Text provided

________________

An even more unfortunate chapter in Park City’s steel wheels history is how the railway figured prominently in the town’s only lynching. In August 1889, miner Matt Brennan was shot clean off his horse near his claim in Iron Canyon. As he lay dying, he said it was Black Jack Murphy who “done him in.” Murphy turned himself in to the sheriff, who took him to the county jail in Coalville for safekeeping. Within days, anger in Park City reached the boiling point, and during the night, Park City vigilantes captured the Utah Eastern engineer, fireman, and train-master, forcing them to take the lynch mob to Coalville. The jailer gave up Murphy without a fight. The train returned by early morning to Park City, where a quick trackside trial found him guilty. Parkites that morning awoke to the sight of the lifeless Black Jack Murphy, hung on a pole near the train yard.

________________

Records supplied

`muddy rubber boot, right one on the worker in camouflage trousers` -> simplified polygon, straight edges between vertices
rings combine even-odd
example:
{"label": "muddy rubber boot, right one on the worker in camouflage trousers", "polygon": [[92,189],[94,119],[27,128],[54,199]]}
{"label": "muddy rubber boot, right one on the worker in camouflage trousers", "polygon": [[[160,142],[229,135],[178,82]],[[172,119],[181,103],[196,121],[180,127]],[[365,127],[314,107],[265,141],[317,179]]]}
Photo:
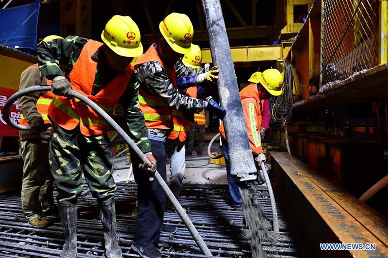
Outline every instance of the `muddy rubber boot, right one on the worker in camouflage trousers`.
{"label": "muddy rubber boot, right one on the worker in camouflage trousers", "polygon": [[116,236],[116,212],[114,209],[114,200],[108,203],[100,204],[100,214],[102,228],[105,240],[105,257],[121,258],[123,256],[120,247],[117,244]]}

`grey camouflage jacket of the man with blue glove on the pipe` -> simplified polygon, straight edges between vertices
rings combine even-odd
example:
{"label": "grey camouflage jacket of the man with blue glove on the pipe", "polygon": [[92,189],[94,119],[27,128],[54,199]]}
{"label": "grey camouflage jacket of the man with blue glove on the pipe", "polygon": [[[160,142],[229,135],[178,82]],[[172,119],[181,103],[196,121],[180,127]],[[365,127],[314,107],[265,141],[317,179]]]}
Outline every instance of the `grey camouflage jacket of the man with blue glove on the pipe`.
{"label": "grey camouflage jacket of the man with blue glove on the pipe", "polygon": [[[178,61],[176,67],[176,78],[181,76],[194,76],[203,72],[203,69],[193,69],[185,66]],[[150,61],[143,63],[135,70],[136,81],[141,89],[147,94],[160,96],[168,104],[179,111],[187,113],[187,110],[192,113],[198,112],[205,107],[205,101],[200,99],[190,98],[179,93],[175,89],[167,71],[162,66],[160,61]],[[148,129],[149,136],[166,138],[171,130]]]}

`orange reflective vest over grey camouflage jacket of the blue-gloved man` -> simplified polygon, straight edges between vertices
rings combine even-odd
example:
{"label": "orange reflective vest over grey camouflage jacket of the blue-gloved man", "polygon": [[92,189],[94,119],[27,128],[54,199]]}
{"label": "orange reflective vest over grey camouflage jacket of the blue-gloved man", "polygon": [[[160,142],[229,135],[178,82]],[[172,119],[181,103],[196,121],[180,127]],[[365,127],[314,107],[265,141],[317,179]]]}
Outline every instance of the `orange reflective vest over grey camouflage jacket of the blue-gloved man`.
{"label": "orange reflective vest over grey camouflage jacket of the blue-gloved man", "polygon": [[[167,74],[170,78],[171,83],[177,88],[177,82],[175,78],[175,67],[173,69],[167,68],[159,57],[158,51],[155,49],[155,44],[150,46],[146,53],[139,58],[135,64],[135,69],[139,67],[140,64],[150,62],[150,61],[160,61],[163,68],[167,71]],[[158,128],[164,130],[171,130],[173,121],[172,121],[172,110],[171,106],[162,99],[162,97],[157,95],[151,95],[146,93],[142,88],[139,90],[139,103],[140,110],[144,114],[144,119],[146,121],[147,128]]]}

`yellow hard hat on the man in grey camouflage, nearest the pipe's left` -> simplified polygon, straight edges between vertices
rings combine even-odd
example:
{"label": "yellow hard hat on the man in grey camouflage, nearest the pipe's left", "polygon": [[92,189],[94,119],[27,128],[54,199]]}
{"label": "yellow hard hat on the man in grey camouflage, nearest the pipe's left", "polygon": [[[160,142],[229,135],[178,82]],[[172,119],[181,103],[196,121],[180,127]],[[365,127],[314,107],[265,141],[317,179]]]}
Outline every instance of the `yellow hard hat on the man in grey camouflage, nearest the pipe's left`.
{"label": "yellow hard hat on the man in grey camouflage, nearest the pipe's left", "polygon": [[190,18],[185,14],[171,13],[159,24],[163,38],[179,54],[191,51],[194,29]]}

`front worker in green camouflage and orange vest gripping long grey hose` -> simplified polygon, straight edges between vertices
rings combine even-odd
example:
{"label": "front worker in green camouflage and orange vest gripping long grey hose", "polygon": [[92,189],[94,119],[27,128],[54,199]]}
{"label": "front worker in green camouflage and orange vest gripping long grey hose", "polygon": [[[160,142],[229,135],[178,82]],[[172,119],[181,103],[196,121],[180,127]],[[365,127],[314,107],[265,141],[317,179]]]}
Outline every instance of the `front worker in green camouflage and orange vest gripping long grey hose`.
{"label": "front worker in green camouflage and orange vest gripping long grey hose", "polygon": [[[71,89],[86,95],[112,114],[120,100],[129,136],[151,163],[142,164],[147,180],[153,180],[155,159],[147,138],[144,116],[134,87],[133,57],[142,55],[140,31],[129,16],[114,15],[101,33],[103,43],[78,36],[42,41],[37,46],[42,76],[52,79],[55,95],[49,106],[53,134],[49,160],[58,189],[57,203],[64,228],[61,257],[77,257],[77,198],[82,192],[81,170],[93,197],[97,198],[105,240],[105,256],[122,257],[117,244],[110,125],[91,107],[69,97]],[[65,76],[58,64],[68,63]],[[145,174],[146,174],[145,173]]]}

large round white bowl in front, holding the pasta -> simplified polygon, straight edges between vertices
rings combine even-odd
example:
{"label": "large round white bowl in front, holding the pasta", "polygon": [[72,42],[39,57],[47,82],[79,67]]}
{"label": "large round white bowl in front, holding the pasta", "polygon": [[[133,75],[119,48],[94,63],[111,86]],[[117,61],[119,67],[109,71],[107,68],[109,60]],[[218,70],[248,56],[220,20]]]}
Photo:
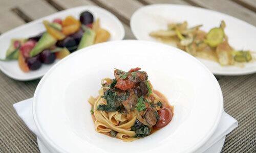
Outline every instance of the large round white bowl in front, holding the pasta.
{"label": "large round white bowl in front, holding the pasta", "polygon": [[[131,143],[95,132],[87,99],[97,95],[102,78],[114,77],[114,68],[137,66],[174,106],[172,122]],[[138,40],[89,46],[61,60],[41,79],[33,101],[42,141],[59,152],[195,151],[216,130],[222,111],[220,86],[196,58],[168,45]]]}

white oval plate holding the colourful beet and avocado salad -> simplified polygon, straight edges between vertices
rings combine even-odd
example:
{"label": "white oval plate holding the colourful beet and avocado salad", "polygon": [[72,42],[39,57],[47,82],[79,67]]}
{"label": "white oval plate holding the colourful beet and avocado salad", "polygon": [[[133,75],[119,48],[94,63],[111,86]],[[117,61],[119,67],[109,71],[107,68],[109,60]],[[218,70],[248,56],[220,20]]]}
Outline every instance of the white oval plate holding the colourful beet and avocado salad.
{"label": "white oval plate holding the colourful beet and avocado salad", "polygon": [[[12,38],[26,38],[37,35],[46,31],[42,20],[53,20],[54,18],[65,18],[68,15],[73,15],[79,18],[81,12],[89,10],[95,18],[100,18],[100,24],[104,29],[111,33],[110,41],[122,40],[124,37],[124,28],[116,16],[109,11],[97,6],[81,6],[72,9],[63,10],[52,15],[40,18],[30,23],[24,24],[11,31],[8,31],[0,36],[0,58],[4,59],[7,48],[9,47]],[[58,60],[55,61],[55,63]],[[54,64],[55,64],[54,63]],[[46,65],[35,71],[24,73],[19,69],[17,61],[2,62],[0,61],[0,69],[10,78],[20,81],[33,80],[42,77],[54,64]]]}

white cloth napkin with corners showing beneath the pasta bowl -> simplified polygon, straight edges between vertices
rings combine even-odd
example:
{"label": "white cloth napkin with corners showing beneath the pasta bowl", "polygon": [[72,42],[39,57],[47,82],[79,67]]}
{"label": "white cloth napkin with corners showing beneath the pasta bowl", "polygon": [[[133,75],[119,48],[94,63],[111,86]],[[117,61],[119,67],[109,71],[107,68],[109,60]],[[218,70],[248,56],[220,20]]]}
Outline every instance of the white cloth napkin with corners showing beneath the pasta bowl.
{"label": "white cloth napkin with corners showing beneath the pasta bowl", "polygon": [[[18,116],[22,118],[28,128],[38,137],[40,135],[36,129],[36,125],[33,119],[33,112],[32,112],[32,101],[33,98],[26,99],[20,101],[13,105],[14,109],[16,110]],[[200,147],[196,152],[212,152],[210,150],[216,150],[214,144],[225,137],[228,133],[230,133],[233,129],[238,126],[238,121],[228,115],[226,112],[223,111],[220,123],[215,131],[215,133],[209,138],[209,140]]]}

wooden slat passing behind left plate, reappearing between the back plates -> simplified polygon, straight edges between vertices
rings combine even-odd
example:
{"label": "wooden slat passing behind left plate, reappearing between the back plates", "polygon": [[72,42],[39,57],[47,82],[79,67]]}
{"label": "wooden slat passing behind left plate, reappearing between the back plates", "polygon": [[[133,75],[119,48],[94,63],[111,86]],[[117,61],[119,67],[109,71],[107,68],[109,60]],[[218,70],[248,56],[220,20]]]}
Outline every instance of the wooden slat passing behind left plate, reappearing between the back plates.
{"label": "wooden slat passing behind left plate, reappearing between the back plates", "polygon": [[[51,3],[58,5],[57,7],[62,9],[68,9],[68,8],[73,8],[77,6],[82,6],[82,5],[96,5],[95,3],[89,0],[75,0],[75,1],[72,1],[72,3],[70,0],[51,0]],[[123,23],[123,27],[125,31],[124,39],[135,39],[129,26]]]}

________________

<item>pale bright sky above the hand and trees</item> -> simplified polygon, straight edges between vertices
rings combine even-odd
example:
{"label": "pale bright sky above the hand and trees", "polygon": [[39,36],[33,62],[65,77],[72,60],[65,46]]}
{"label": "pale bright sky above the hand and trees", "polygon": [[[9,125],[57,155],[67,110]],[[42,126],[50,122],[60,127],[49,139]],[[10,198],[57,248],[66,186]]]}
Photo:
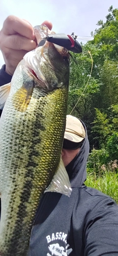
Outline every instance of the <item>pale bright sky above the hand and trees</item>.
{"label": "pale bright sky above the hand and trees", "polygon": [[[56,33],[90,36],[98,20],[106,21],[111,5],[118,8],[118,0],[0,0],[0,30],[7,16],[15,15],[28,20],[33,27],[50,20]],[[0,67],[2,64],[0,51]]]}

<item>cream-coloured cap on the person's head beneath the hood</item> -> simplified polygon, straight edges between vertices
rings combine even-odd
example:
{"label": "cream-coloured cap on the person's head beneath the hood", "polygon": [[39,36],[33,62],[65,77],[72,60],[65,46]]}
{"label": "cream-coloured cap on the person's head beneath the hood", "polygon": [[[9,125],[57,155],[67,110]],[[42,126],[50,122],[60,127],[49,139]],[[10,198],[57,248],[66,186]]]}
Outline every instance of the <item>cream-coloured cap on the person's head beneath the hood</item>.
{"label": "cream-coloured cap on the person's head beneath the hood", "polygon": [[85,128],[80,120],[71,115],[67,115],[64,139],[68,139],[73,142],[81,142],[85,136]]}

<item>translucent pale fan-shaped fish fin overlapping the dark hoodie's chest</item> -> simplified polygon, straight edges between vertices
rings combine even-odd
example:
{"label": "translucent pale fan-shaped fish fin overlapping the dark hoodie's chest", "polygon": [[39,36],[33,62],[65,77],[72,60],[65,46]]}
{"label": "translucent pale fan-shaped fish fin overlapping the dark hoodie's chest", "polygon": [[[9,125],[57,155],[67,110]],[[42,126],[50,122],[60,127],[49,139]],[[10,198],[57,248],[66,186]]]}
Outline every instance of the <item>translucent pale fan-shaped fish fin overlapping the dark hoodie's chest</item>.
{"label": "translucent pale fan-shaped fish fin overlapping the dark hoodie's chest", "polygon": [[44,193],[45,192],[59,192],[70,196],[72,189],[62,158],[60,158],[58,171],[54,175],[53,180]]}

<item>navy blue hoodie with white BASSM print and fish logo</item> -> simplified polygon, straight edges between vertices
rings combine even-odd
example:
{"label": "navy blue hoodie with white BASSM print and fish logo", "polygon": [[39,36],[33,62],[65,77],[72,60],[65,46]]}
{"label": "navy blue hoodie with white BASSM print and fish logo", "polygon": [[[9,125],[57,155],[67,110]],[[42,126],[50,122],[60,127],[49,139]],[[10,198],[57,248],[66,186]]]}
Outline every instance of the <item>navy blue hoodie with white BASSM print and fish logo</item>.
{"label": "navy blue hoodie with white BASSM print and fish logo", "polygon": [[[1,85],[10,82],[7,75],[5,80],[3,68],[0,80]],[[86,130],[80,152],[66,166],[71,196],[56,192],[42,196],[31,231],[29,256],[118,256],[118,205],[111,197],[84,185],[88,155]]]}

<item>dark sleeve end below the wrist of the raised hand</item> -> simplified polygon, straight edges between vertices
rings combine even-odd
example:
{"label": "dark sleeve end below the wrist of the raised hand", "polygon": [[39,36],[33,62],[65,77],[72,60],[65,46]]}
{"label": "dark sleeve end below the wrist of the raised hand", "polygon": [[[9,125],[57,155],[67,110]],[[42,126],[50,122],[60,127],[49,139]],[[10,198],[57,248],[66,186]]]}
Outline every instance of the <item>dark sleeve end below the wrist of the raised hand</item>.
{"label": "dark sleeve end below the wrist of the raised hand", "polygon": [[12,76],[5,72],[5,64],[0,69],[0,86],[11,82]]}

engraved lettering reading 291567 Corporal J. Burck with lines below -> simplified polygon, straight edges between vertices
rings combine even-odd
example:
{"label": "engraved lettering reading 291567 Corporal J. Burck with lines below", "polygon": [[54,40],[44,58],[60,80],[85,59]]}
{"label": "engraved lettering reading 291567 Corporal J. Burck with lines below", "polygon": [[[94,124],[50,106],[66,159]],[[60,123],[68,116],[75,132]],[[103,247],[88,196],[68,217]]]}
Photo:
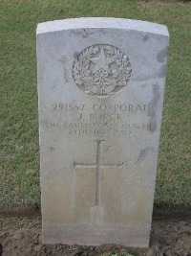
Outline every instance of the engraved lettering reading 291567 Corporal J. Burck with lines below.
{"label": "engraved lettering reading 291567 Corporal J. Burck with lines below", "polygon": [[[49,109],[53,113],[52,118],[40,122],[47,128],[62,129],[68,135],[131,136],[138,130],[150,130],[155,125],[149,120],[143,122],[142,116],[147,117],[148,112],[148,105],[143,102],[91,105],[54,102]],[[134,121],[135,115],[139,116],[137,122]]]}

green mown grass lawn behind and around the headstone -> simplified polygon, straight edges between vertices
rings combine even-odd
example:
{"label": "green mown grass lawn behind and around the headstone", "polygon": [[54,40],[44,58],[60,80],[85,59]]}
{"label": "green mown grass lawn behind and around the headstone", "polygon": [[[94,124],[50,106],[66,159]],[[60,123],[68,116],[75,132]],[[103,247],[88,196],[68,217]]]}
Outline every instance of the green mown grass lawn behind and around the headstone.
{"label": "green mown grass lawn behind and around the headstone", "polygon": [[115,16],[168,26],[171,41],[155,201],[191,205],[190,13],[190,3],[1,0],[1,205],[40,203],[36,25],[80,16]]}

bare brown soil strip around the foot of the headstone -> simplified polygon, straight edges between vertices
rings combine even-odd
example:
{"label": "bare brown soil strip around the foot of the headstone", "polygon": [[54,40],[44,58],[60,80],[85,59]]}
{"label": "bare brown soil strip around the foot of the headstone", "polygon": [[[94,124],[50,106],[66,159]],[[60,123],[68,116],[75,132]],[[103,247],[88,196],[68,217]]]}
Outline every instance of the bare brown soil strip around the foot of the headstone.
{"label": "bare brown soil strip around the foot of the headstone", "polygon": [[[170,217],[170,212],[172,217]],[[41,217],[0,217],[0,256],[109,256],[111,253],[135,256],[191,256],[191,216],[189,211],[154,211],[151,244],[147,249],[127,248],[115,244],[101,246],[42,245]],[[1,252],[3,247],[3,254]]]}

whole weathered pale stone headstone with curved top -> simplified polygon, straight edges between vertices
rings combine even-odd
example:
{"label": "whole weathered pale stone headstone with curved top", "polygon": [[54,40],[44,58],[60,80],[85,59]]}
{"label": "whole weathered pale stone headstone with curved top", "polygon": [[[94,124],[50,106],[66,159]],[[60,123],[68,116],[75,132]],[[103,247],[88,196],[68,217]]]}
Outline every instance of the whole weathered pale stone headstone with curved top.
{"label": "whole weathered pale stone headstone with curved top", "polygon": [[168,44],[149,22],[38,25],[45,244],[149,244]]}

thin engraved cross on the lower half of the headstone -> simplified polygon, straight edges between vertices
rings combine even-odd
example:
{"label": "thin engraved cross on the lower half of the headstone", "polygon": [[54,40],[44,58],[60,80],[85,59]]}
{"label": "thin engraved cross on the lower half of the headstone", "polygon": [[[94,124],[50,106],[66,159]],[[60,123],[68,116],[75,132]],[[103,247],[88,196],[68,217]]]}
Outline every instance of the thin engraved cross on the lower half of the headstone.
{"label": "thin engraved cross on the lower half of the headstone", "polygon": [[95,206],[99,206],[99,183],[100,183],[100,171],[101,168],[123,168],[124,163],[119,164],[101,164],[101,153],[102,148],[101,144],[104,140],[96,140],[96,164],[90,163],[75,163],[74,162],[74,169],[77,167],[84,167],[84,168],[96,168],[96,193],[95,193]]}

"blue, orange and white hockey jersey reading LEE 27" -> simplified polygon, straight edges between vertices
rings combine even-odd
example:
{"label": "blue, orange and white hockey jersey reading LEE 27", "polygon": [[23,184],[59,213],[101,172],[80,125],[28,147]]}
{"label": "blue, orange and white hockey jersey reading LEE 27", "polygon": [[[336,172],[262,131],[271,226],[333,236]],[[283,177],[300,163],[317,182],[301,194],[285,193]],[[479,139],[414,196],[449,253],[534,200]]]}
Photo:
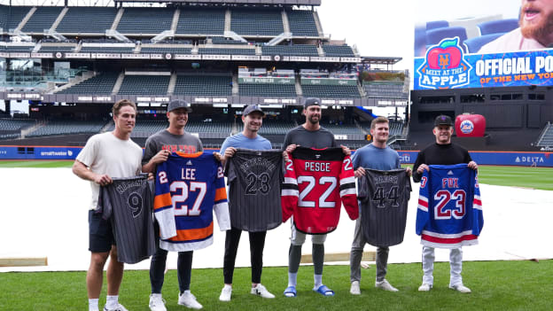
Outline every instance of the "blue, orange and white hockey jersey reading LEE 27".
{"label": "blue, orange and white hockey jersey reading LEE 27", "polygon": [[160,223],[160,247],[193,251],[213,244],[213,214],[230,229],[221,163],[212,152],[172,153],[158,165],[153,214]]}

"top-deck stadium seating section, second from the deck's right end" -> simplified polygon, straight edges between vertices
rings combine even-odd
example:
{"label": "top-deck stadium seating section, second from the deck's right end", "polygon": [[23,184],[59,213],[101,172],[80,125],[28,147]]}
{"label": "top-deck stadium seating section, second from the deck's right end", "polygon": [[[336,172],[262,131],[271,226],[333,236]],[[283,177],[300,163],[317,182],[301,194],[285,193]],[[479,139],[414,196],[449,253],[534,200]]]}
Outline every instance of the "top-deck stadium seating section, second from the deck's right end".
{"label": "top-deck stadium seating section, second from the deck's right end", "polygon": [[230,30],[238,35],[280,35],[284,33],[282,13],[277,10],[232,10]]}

________________

Apply what you read
(a) Quote the passage about the Park City lynching from "An even more" to "the train yard.".
(b) Write what comes next in the passage about the Park City lynching, starting after its last sentence.
The items have no connection to the passage about the Park City lynching.

Task responses
(a)
An even more unfortunate chapter in Park City’s steel wheels history is how the railway figured prominently in the town’s only lynching. In August 1889, miner Matt Brennan was shot clean off his horse near his claim in Iron Canyon. As he lay dying, he said it was Black Jack Murphy who “done him in.” Murphy turned himself in to the sheriff, who took him to the county jail in Coalville for safekeeping. Within days, anger in Park City reached the boiling point, and during the night, Park City vigilantes captured the Utah Eastern engineer, fireman, and train-master, forcing them to take the lynch mob to Coalville. The jailer gave up Murphy without a fight. The train returned by early morning to Park City, where a quick trackside trial found him guilty. Parkites that morning awoke to the sight of the lifeless Black Jack Murphy, hung on a pole near the train yard.

(b)
As the mines played out in the 1950s, Park City’s rich train history ground to a halt. By the 1980s, the Union Pacific tracks became the Rail Trail, where bicycle wheels now turn in the summer, and Nordic skis glide during the winter. 

But what’s old may yet be new again. A new transportation planning process, called the Mountain Accord, is weighing all options for the future of transportation between the Wasatch Front and the ski resorts, including Park City’s three, as well as Alta, Snowbird, Brighton, and Solitude. One option for taking cars off the road is to install steel rails to speed airport-arriving skiers by light rail to their resort of choice.

Fantasy? Only time will tell. Just don’t trust rail promoters who promise to name a town after you.